REQUIRED WORK ▸
Pick out each line below containing "mountain".

INFORMATION PROVIDED ▸
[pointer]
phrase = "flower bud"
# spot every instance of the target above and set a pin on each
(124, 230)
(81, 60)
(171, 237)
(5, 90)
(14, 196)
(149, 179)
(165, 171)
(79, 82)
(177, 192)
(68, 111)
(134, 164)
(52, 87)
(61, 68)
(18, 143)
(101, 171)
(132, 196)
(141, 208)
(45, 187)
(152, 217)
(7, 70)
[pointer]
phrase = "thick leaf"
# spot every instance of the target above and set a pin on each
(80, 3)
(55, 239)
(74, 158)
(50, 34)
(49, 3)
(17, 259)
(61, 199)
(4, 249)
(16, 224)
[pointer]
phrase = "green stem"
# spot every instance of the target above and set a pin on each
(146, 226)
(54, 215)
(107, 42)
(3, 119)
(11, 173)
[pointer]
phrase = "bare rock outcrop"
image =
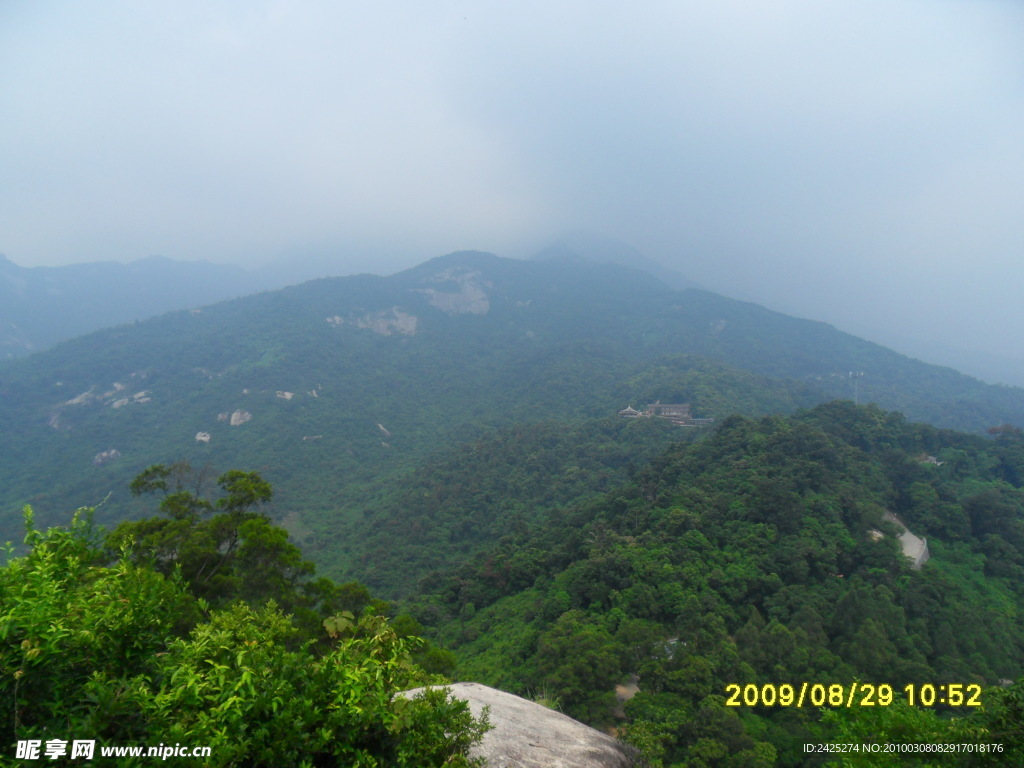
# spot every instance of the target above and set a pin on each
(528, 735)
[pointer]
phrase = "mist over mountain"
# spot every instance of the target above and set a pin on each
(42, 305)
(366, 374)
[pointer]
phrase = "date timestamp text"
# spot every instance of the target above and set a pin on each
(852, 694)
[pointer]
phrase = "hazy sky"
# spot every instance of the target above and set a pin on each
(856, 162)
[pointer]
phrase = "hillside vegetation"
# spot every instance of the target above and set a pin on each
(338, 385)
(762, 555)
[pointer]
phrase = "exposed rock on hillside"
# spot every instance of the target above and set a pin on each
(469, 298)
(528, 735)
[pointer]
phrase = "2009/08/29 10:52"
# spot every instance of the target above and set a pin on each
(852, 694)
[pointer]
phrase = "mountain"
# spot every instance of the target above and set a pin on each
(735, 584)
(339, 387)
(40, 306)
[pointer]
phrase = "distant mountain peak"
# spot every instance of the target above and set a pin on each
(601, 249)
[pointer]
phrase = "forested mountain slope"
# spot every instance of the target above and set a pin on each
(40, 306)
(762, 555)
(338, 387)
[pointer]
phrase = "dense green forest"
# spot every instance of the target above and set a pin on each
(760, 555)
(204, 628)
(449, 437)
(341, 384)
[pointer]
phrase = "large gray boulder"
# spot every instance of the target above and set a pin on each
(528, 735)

OUTPUT OF THE TASK ▸
phrase = "mist over mountain"
phrase = "mountain"
phrase = "distant mountain peak"
phrase = "forested mountain slope"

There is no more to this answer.